WHAT IS EXPECTED ▸
Output an exact reproduction of the data.
==== GIVEN RECORDS ====
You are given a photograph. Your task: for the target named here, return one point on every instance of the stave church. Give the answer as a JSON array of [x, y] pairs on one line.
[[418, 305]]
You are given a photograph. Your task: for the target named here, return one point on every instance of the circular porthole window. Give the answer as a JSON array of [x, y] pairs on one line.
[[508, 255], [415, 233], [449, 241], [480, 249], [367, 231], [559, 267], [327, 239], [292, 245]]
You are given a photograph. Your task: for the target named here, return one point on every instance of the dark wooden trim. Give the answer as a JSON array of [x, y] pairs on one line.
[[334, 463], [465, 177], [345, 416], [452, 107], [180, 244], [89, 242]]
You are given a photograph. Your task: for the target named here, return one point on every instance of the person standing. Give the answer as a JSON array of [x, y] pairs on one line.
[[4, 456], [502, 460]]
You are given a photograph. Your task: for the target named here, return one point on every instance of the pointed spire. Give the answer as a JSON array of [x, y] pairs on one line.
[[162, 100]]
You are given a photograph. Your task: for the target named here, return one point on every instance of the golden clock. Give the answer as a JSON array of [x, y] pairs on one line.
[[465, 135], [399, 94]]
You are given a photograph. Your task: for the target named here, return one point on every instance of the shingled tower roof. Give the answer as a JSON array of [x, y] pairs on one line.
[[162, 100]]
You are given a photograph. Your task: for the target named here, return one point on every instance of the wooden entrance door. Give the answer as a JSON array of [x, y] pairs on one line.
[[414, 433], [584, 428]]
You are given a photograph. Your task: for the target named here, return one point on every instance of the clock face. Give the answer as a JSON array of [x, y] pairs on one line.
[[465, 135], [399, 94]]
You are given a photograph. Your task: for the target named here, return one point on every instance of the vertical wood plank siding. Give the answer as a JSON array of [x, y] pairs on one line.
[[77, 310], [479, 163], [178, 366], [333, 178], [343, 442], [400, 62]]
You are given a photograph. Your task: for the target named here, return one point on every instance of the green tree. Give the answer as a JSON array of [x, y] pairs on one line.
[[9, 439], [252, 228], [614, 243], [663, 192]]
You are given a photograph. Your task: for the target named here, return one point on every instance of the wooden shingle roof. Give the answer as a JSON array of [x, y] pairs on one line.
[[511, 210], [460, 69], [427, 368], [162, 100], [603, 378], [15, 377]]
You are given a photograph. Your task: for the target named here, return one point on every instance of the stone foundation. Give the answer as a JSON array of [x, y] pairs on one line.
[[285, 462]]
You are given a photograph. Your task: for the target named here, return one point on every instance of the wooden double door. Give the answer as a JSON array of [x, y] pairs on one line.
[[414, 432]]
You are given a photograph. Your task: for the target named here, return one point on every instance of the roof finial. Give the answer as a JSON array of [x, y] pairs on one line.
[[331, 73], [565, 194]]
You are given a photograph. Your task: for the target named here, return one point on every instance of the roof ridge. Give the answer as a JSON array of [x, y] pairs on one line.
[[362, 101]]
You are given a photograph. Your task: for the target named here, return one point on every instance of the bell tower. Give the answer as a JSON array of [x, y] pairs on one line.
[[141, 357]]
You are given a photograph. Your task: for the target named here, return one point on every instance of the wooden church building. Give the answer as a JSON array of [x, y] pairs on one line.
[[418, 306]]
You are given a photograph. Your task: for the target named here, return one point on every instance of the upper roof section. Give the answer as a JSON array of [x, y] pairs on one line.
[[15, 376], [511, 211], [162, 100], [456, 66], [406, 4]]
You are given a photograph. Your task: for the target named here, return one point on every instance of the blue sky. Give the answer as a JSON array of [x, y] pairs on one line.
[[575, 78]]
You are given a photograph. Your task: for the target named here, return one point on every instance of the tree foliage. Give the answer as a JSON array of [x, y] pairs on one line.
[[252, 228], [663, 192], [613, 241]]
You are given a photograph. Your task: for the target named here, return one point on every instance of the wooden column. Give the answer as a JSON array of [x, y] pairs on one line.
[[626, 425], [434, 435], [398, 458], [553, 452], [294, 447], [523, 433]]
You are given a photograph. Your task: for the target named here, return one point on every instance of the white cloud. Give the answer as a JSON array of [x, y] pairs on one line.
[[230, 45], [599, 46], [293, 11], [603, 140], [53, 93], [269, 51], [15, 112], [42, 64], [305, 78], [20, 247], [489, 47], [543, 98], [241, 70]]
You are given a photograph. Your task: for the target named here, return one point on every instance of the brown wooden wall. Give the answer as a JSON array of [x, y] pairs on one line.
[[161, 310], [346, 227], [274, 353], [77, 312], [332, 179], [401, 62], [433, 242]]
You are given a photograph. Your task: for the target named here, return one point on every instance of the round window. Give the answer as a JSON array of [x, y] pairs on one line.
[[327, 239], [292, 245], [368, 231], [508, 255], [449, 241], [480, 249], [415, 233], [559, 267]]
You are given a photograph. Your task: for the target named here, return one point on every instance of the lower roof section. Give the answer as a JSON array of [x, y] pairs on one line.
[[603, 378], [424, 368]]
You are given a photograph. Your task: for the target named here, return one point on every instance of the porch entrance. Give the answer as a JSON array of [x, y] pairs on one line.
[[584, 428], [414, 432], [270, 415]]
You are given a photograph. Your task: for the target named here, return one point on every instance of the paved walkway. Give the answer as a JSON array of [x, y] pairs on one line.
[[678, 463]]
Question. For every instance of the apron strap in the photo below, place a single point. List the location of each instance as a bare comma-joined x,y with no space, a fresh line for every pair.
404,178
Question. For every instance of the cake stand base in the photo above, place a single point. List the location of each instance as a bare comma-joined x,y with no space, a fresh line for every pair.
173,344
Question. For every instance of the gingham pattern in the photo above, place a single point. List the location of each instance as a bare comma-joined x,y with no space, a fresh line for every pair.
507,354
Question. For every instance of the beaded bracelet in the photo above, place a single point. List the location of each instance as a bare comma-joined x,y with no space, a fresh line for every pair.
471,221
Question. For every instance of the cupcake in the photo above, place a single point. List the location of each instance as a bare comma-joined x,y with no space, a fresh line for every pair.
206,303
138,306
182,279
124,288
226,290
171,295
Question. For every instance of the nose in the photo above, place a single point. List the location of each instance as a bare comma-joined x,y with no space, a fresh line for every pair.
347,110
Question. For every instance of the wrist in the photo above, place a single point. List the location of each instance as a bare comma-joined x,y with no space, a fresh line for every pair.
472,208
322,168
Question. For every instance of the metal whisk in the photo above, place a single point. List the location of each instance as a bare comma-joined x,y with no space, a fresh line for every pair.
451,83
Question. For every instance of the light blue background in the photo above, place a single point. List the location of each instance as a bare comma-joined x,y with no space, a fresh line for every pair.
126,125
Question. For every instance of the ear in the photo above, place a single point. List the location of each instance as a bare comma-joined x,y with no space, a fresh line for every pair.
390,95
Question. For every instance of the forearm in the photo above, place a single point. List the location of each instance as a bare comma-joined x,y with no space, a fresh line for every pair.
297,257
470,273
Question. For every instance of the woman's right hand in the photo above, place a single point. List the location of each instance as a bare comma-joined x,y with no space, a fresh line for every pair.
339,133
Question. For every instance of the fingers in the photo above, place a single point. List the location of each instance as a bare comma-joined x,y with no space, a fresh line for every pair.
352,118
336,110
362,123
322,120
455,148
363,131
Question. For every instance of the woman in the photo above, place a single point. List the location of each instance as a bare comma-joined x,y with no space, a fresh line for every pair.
====
OUTPUT BELOW ▸
You are given a photograph. Your task: for the target named here, return one point on every instance of the stave church. Give the answer as a JSON array of [x, y] pairs on one line.
[[418, 305]]
You are given a photograph. Your task: for the target named here, return one point on every instance of the circular porthole window. Give the answer as a JSON array of [x, y] pairs on one line.
[[508, 255], [415, 233], [449, 241], [480, 249], [367, 231], [559, 267], [327, 239], [292, 245]]
You are given a photograph. Your task: for the target named here, return one point on every instance of the dark wooden trim. Give the answer as a JSON array of [x, y] pairs on one line.
[[334, 463], [465, 177], [345, 416], [452, 107], [180, 244], [89, 242]]
You are given a photograph. Your task: for the target named here, return one point on every instance of the person standing. Give the answer as a JSON array of [x, y] pairs on one line.
[[4, 456], [502, 460]]
You are given a photograph. Your task: for the target named here, return one point on every instance of the pointed spire. Give the answer as a JSON array of [x, y] pairs on one line.
[[162, 100]]
You are given a photograph. Your task: for the target named here, return one point on every instance of the golden clock. Give the answer as a JSON array of [x, y] pairs on one line.
[[465, 135], [399, 94]]
You are given a photograph. Your task: for the target named here, return one point on every instance of the shingled tower roof. Give the answer as a JSON array of [x, y] pairs on one line.
[[162, 100]]
You are given a photograph. Your task: for the target named here, return one point on every instance of the wooden entrance door. Give the answer as a JSON array of [x, y] pairs on one line.
[[414, 433], [584, 428]]
You are given a photograph. Your task: for the target named here, return one point on every instance of the clock face. Give the answer as a JSON array of [x, y] pairs on one line.
[[465, 135], [399, 94]]
You are given a photograph. Your task: for the target named here, return one point on every instance of the vertical wood plank siding. Give the answer as a JSON array of [x, y] pairs on one line.
[[77, 310], [479, 163], [178, 366], [333, 178], [343, 442], [400, 62]]
You are given a photograph. Your task: for the target named here, return one point on every instance of the green tree. Give the answer as a JSON array of [x, y] pairs on one line.
[[9, 439], [252, 228], [614, 243], [663, 192]]
You are given a photograph. Your task: for the target named here, return one point on every instance of the wooden shingle roof. Give the answer as a JSON array of [x, y] pairs on one line.
[[511, 210], [460, 69], [427, 368], [162, 100], [603, 378], [15, 377]]
You are given a photograph. Your task: for the target named here, return one point on every instance of the stone foundation. Give the answer as a JSON array of [x, y] pairs on one line.
[[285, 462]]
You are given a photograph. Your task: for the target named here, return one point on every instance of the wooden double door. Give the answer as a JSON array of [x, y] pairs on one line.
[[414, 432]]
You are given a photograph. Your task: for the target named here, return one point on every instance of the roof finial. Give the answer as a JSON array of [x, y] pairs on one line.
[[331, 73], [565, 194]]
You are given a photograph. Your task: for the target named here, return one point on every instance of the roof ridge. Give the answer as a JSON array of [x, y] pairs on one line.
[[362, 101]]
You are given a photograph. Your task: for the target named here, return one point on every instance of the bell tower. Give the answer as a JSON array of [x, y] pairs on one line.
[[141, 357]]
You are given a photograph. Your task: for the target named here, return one point on every instance of the wooden church building. Give the answer as a JSON array of [x, y] pairs on one line.
[[418, 306]]
You are given a photograph. Your task: for the target named here, return one point on every instance of the upper roof section. Give the answer as a JSON array of [x, y] pairs on one line.
[[15, 376], [511, 211], [162, 100], [456, 66], [406, 4]]
You are given a photograph. Your task: for the target named here, return one point on every instance of the blue sky. Give the answer as a JSON array of [x, y] pairs on one line.
[[575, 78]]
You are given a photograph. Your task: for the target named here, return one point on every instance of the tree foliage. Give the answer as a JSON array of [x, y] pairs on one line.
[[252, 228], [663, 192], [613, 241]]
You are given a photograph. Your task: for the target named here, return one point on every instance of the wooden column. Give the answer as a JSON array of [x, y] pairs on one line.
[[626, 425], [434, 435], [398, 458], [553, 452], [294, 447], [523, 433]]
You are given a photograph. Your task: for the target named here, return one point on every instance of the white cloud. Give the answer as a JSON array of [x, y] pairs on one line.
[[230, 45], [599, 46], [293, 11], [603, 140], [53, 93], [269, 51], [15, 112], [42, 64], [305, 78], [20, 247], [489, 47], [543, 98], [241, 70]]
You are given a photograph. Your task: for the target named here, return one point on every instance of the brown wooden wall. Give the answer as a JSON array of [x, y] pairs on one line.
[[161, 310], [346, 227], [274, 353], [77, 312], [332, 179], [401, 62], [433, 242]]
You are given a photograph. Your task: for the target named here, return one point on every instance of the round window. Give the answer as a JSON array of [x, y] pairs on one line.
[[327, 239], [292, 245], [368, 231], [508, 255], [449, 241], [480, 249], [415, 233], [559, 267]]
You are given a photograph. Your task: for the target named here, return one point on every instance of the lower roof section. Give the answer as a JSON array of [x, y] pairs on one line.
[[603, 378], [424, 368]]
You are given a photograph. Your task: for the target named here, return one point on every instance of the porch entrance. Give the answer as a JSON array of [x, y] pairs on one line.
[[584, 428], [414, 432], [270, 415]]
You are given a photograph. Your task: for the target named here, return one point on every instance of the paved walkway. Give the answer as a JSON array of [x, y] pairs on one line.
[[678, 463]]
Question. For every instance of the apron strap in the photo below, place a single point. List the location of each instance as a bare comma-joined x,y with no space, a fresh line for every pair.
404,178
Question. For every instance of the cake stand base in the photo above, place a single point. List the location of each instance as a bare comma-joined x,y with no space, a fresh line for every pair.
173,344
Question. For every instance of the gingham pattern in the photo above, place a single point. List the location of each instance as a bare comma-joined x,y with no space, a fresh line for every pair.
507,354
Question. For every instance of the beaded bracelet in the photo above, place a single point. List the location of each instance as a bare comma-joined x,y with no space, a fresh line for every pair.
471,221
Question. For every instance of the cupcake in the photo above, place a single point. List the location of each instance as a bare comma-joined x,y with no space, a fresh line for every pair.
206,303
138,306
182,279
124,288
226,290
171,295
Question. For every instance of the nose in the photo above, place a single point. List the location of each instance as a bare comma-joined x,y with no space, a fresh line for every pair.
347,110
Question. For every instance of the wrist in the photo above, place a single point. List the location of each instance as a bare comma-joined x,y with no space, a fresh line for every pair.
472,208
322,168
Question. For every instance of the metal whisk in the photo above, place a single point. List the location of each instance as a bare comma-joined x,y with no space, a fresh line for every pair.
451,83
Question. For every instance of the light blue background in the photo above, place a single point. List the location of each instance as a bare comma-joined x,y with no space, a fresh line for every pair.
126,125
Question. For every instance of the ear in the photo above, place a single point. List the location of each instance as a bare comma-joined x,y with no space, a fresh line for every pair.
390,95
Question. For every instance of the forearm in the photo above, place a single point. List the location of each instance as a bare comma-joined x,y with no space, a fresh line for every pair.
297,257
470,273
Question. For every instance of the woman's right hand in the photo above, place a single point. List the location of each instance as a bare comma-joined x,y with no space, a fresh line for every pair.
339,133
Question. For every instance of the fingers in the photo above, place a single point. List the location of each instance as a bare comma-joined x,y with no space, a fresh line for every pair.
352,118
336,110
362,123
322,120
455,148
363,131
Question. For every instance of the woman in the photo above, place a single point. List the location of each instance as a bare comma-joined x,y with no space, a fresh line for every pair.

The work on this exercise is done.